[[ The data open ]]

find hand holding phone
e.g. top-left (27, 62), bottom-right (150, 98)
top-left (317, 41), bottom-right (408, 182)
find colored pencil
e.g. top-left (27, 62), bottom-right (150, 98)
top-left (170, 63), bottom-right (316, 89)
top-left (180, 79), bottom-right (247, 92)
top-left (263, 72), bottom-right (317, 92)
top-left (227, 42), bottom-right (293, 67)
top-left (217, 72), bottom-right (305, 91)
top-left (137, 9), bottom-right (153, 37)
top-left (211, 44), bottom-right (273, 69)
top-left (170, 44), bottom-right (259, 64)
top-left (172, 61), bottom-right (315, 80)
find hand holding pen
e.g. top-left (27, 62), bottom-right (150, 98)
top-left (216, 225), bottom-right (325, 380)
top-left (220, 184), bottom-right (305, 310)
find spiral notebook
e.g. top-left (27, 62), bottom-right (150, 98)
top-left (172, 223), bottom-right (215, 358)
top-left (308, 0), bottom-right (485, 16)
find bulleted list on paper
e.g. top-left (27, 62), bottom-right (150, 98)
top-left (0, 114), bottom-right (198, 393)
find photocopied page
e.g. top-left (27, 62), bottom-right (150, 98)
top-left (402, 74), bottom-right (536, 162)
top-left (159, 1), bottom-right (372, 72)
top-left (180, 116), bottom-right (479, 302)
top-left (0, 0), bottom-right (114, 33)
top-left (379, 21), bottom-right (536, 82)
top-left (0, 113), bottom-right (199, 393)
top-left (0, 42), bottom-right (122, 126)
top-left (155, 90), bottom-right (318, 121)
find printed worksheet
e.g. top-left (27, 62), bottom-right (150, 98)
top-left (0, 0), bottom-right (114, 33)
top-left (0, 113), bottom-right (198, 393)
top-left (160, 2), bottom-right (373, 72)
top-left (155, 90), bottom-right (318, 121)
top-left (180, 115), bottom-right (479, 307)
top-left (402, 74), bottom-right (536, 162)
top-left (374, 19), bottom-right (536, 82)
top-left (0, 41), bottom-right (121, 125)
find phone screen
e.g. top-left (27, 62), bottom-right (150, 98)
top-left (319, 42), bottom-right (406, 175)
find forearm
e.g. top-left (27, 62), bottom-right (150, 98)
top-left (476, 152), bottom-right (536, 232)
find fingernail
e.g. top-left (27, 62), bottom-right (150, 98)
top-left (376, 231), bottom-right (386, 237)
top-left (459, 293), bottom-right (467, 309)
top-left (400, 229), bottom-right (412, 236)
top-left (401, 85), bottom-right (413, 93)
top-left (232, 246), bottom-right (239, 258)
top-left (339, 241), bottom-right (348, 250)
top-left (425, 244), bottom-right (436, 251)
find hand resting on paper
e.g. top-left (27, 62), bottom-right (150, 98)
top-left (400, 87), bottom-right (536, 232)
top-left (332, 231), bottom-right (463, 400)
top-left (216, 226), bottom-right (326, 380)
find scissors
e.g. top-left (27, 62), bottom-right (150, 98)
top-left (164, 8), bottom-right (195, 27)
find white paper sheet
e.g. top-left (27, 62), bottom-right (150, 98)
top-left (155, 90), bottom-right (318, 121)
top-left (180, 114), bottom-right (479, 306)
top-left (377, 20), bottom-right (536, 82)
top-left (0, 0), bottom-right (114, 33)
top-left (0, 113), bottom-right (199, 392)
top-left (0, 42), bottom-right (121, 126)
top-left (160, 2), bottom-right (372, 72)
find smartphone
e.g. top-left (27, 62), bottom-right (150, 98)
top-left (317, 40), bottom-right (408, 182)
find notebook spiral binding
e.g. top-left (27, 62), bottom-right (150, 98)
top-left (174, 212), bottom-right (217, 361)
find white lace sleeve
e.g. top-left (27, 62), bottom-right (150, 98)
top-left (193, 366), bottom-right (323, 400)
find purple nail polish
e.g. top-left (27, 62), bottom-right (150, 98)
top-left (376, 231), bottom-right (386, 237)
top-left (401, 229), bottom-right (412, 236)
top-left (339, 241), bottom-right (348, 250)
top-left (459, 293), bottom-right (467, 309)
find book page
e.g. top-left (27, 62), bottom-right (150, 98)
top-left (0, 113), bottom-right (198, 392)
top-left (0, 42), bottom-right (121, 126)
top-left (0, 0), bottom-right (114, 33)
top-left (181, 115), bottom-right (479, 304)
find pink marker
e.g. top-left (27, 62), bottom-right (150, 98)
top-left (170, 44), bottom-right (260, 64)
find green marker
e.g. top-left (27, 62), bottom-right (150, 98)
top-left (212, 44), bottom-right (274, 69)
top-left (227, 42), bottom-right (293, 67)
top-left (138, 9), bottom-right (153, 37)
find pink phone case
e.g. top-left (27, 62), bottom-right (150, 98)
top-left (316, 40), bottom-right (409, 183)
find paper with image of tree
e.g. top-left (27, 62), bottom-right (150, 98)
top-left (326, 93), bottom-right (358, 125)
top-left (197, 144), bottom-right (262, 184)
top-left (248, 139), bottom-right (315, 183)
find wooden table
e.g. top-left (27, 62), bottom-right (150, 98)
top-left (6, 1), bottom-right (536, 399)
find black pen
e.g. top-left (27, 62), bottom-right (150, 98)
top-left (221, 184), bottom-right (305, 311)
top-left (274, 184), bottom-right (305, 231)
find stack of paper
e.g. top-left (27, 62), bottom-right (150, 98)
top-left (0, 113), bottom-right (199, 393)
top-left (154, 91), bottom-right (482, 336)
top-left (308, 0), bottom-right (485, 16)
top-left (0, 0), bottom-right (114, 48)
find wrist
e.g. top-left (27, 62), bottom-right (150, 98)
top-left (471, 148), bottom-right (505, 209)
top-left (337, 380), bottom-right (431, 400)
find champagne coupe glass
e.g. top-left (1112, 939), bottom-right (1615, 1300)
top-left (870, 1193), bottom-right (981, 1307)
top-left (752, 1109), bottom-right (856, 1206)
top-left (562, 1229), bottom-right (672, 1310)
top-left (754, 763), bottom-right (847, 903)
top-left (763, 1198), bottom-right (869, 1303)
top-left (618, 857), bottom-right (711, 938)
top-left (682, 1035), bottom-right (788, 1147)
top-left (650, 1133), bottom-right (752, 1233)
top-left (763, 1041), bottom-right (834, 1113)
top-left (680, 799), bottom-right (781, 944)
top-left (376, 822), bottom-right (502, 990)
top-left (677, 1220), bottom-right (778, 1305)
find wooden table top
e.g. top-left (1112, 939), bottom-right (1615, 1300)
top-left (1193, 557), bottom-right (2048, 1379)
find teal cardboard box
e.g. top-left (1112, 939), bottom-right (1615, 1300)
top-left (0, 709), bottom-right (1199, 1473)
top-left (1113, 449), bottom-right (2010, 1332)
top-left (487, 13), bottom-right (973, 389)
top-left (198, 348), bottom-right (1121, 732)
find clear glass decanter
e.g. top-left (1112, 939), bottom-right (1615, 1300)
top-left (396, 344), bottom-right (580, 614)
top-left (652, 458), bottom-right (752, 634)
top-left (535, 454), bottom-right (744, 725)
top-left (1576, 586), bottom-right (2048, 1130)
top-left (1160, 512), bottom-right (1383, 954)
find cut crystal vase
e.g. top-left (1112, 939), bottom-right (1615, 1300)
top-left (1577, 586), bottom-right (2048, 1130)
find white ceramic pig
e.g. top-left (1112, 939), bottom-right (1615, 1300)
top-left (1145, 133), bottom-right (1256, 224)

[[ The data closed ]]

◆ Problem requirements ◆
For this exercise, restate every record word for word.

◆ Result of this task ◆
find hand holding phone
e.g. top-left (27, 62), bottom-right (150, 98)
top-left (317, 41), bottom-right (408, 182)
find colored pencil
e.g. top-left (27, 62), bottom-right (150, 98)
top-left (170, 63), bottom-right (316, 89)
top-left (180, 79), bottom-right (247, 92)
top-left (263, 72), bottom-right (317, 92)
top-left (227, 42), bottom-right (293, 67)
top-left (217, 72), bottom-right (305, 91)
top-left (137, 9), bottom-right (153, 37)
top-left (211, 44), bottom-right (273, 69)
top-left (170, 44), bottom-right (259, 64)
top-left (172, 61), bottom-right (315, 80)
find hand holding pen
e.g. top-left (27, 62), bottom-right (150, 98)
top-left (216, 225), bottom-right (325, 380)
top-left (220, 184), bottom-right (305, 310)
find spiral notebook
e.g. top-left (27, 62), bottom-right (150, 98)
top-left (172, 223), bottom-right (215, 358)
top-left (308, 0), bottom-right (485, 16)
find bulleted list on paper
e.g. top-left (27, 62), bottom-right (150, 98)
top-left (0, 114), bottom-right (198, 393)
find photocopied page
e.g. top-left (27, 62), bottom-right (150, 98)
top-left (402, 74), bottom-right (536, 162)
top-left (159, 1), bottom-right (372, 72)
top-left (180, 116), bottom-right (479, 302)
top-left (0, 0), bottom-right (114, 33)
top-left (379, 21), bottom-right (536, 82)
top-left (0, 113), bottom-right (199, 393)
top-left (0, 42), bottom-right (122, 126)
top-left (155, 90), bottom-right (318, 121)
find printed worksheet
e.g. top-left (27, 62), bottom-right (150, 98)
top-left (0, 0), bottom-right (114, 33)
top-left (0, 113), bottom-right (198, 393)
top-left (160, 2), bottom-right (373, 72)
top-left (155, 90), bottom-right (318, 121)
top-left (180, 115), bottom-right (479, 307)
top-left (402, 74), bottom-right (536, 162)
top-left (374, 19), bottom-right (536, 82)
top-left (0, 41), bottom-right (121, 125)
find phone screen
e.g. top-left (27, 62), bottom-right (150, 98)
top-left (319, 42), bottom-right (406, 175)
find forearm
e.g. top-left (27, 62), bottom-right (150, 98)
top-left (476, 152), bottom-right (536, 232)
find fingernail
e.g. top-left (27, 62), bottom-right (150, 98)
top-left (376, 231), bottom-right (386, 237)
top-left (459, 293), bottom-right (467, 309)
top-left (400, 229), bottom-right (412, 236)
top-left (401, 85), bottom-right (413, 93)
top-left (232, 246), bottom-right (239, 258)
top-left (339, 241), bottom-right (348, 250)
top-left (425, 244), bottom-right (436, 251)
find hand resting on paper
e.g. top-left (27, 62), bottom-right (150, 98)
top-left (400, 87), bottom-right (536, 232)
top-left (332, 231), bottom-right (463, 400)
top-left (216, 226), bottom-right (326, 380)
find scissors
e.g. top-left (27, 62), bottom-right (150, 98)
top-left (164, 8), bottom-right (195, 27)
find white paper sheet
e.g. top-left (27, 62), bottom-right (150, 98)
top-left (155, 90), bottom-right (318, 121)
top-left (180, 114), bottom-right (479, 306)
top-left (377, 20), bottom-right (536, 82)
top-left (0, 0), bottom-right (114, 33)
top-left (0, 113), bottom-right (199, 392)
top-left (0, 42), bottom-right (121, 126)
top-left (160, 2), bottom-right (372, 72)
find smartphone
e.g. top-left (27, 62), bottom-right (150, 98)
top-left (317, 40), bottom-right (408, 182)
find notebook spiral binding
e.g. top-left (27, 62), bottom-right (150, 98)
top-left (174, 212), bottom-right (217, 361)
find white lace sleeve
e.g. top-left (27, 62), bottom-right (150, 98)
top-left (193, 366), bottom-right (323, 400)
find purple nail polish
e.g. top-left (27, 62), bottom-right (150, 98)
top-left (376, 231), bottom-right (386, 237)
top-left (401, 229), bottom-right (412, 236)
top-left (339, 241), bottom-right (348, 250)
top-left (459, 293), bottom-right (467, 309)
find book page
e.g. top-left (27, 62), bottom-right (150, 98)
top-left (0, 113), bottom-right (198, 392)
top-left (0, 42), bottom-right (121, 126)
top-left (0, 0), bottom-right (114, 33)
top-left (181, 115), bottom-right (479, 304)
find pink marker
e.g. top-left (27, 62), bottom-right (150, 98)
top-left (170, 44), bottom-right (260, 64)
find green marker
e.g. top-left (27, 62), bottom-right (150, 98)
top-left (212, 44), bottom-right (274, 69)
top-left (227, 42), bottom-right (293, 67)
top-left (138, 9), bottom-right (153, 37)
find pink phone case
e.g. top-left (27, 62), bottom-right (150, 98)
top-left (316, 40), bottom-right (409, 183)
find paper with image of tree
e.g. top-left (27, 62), bottom-right (150, 98)
top-left (326, 93), bottom-right (358, 125)
top-left (197, 144), bottom-right (262, 184)
top-left (248, 139), bottom-right (315, 183)
find wooden table
e.g. top-left (27, 62), bottom-right (150, 98)
top-left (6, 1), bottom-right (536, 399)
find black pen
e.g. top-left (27, 62), bottom-right (150, 98)
top-left (221, 184), bottom-right (305, 311)
top-left (274, 184), bottom-right (305, 231)
find stack of paper
e.g. top-left (27, 62), bottom-right (150, 98)
top-left (0, 113), bottom-right (199, 393)
top-left (154, 91), bottom-right (482, 336)
top-left (308, 0), bottom-right (485, 16)
top-left (0, 0), bottom-right (114, 48)
find wrist
e.g. top-left (27, 62), bottom-right (150, 98)
top-left (471, 148), bottom-right (505, 209)
top-left (337, 380), bottom-right (431, 400)
find champagne coupe glass
e.g. top-left (1112, 939), bottom-right (1615, 1300)
top-left (870, 1193), bottom-right (981, 1307)
top-left (752, 1109), bottom-right (856, 1206)
top-left (562, 1229), bottom-right (672, 1310)
top-left (754, 763), bottom-right (847, 903)
top-left (763, 1198), bottom-right (869, 1303)
top-left (618, 857), bottom-right (711, 938)
top-left (682, 1035), bottom-right (788, 1147)
top-left (650, 1133), bottom-right (752, 1233)
top-left (763, 1041), bottom-right (834, 1113)
top-left (680, 799), bottom-right (781, 944)
top-left (376, 822), bottom-right (502, 990)
top-left (677, 1220), bottom-right (778, 1305)
find wooden table top
e.g. top-left (1112, 939), bottom-right (1615, 1300)
top-left (1193, 557), bottom-right (2048, 1379)
find teal cardboard box
e.g. top-left (1112, 939), bottom-right (1615, 1300)
top-left (0, 709), bottom-right (1199, 1473)
top-left (1113, 449), bottom-right (2010, 1332)
top-left (487, 13), bottom-right (973, 389)
top-left (198, 348), bottom-right (1121, 732)
find clear glass decanter
e.g. top-left (1112, 939), bottom-right (1615, 1300)
top-left (396, 344), bottom-right (580, 614)
top-left (652, 458), bottom-right (752, 634)
top-left (535, 454), bottom-right (744, 725)
top-left (1576, 586), bottom-right (2048, 1130)
top-left (1160, 512), bottom-right (1383, 954)
find cut crystal vase
e.g. top-left (1112, 939), bottom-right (1615, 1300)
top-left (1577, 586), bottom-right (2048, 1130)
find white ceramic pig
e.g. top-left (1112, 939), bottom-right (1615, 1300)
top-left (1145, 133), bottom-right (1256, 224)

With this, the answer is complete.